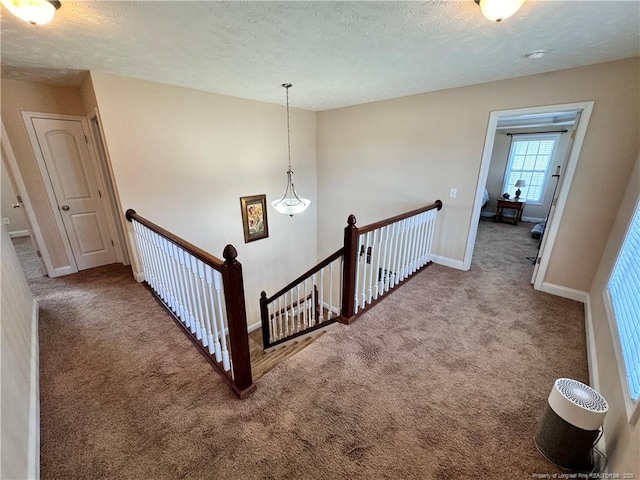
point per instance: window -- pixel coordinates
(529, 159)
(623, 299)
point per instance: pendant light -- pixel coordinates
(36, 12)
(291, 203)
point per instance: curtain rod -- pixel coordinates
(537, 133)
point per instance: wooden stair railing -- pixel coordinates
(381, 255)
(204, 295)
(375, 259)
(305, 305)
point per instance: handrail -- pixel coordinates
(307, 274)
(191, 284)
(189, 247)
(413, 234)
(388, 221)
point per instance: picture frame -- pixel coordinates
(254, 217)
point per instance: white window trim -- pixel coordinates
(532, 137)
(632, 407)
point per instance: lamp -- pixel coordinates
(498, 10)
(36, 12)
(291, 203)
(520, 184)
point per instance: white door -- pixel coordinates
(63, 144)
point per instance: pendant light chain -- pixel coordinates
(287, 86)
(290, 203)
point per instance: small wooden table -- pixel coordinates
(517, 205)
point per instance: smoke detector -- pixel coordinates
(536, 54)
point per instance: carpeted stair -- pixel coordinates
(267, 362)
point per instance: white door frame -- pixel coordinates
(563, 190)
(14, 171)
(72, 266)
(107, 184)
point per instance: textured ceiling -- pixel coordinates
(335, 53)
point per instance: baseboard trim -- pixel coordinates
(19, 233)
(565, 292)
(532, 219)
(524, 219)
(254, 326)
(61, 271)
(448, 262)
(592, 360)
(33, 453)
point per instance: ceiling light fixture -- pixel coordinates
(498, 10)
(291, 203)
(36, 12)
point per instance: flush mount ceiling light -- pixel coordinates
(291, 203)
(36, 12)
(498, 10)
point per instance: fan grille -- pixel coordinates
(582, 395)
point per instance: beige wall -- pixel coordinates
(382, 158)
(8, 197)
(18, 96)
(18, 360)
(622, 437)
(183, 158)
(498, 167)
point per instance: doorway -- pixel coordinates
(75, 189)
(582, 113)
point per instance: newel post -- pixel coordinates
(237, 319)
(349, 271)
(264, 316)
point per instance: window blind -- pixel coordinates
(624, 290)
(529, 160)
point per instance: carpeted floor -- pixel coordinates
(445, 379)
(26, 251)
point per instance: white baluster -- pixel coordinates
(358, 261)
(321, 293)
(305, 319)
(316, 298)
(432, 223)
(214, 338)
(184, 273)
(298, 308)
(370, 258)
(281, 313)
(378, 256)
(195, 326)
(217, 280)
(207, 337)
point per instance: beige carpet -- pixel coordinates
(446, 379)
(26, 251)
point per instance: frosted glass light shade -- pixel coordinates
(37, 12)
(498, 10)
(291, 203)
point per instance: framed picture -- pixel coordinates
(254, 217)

» **What you need to do**
Rewrite every line from the line with "point per instance: beige carpet" up to and including the last line of the entries, adding 41 to each number in the pixel coordinates.

» **Solution for this task**
point per instance: beige carpet -- pixel coordinates
(487, 420)
(67, 292)
point per instance: frosted glass light shade -- pixel coordinates
(78, 53)
(539, 51)
(332, 244)
point per instance: framed picture -- pixel coordinates
(295, 258)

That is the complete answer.